§ **Document segment**
- Opening Delimiter -
The 16th conference of parties to the UN Convention on Biological Diversity in the Colombian city of Cali later this month will be the first since the landmark COP15 in Montreal two years ago that yielded a Global Biodiversity Framework, an agreement to place 30% of land and sea under conservation status and begin restoring 30% of degraded ecosystems by 2030.

But less than three weeks ahead of the meeting, environmental groups were outraged when the EU yielded to pressure from business groups and trading partners – notably the US and Brazil –  calling for a delay to the law, which requires proof that no forests were cleared in the production of a range of goods from coffee to beef and timber in exchange for access to the EU market.

“What you’ve seen today is a recognition of the fact that more work in collaboration with partners is needed to make sure this regulation actually has the desired impact,” said Hugo Schally, who heads the EU’s negotiating team, just hours after the Commission announced the postponement on Wednesday.

“With regard to our credibility, one thing I would like to point out is that that we are – with regard to our overall work programme related to nature and biodiversity – on track,” Schally said at a discussion in Brussels, pointing to the entry into force last month of the hotly debated Nature Restoration Law.

“I think that [law] will demonstrate that we are ready to do at the European level what we hope everybody will do at the global level in achieving the targets of the global biodiversity framework,” the EU official added.

After facing further criticism Thursday over the decision to postpone the deforestation law while briefing members of the European Parliament’s environment committee, Schally said: “Make no mistake, the delay…does not change [any of the] fundamental obligations.”

The adoption of the Nature Restoration Law had been “watched very carefully” across the globe,” Schally noted. “If we had not adopted it, we would have lost much of our credibility internationally,” he told MEPs.

Speakers at yesterday’s event hosted by the United Nations, European Commission and Colombian diplomats, stressed the inextricable link between biodiversity loss and climate changewhich is the subject of a different UN ‘COP’, the COP29 climate summit in Baku, Azerbaijan, in November.
- Closing Delimiter -
§ **Information supplied**
- Opening Delimiter -
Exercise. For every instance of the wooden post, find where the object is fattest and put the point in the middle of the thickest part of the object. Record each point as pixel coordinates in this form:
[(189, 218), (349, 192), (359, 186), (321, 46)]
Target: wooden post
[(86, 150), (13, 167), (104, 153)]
- Closing Delimiter -
§ **Problem A**
Decide whether each statement agrees with the article on the EU ahead of the Cali biodiversity conference. Answer yes or no for each, and quote the words of the article that decide it. (i) Hugo Schally heads the EU's negotiating team. (ii) The Global Biodiversity Framework came out of a COP15 meeting held in Cali. (iii) Schally said the delay changes the fundamental obligations.
§ **Problem B**
In the article on the EU ahead of the Cali biodiversity conference, which trading partners are named as pushing for a delay to the deforestation law?

§ **Task answer A**
(i) Yes: "who heads the EU’s negotiating team"
(ii) No: "the landmark COP15 in Montreal two years ago that yielded a Global Biodiversity Framework"
(iii) No: "the delay…does not change [any of the] fundamental obligations."

§ **Task answer B**
The US and Brazil.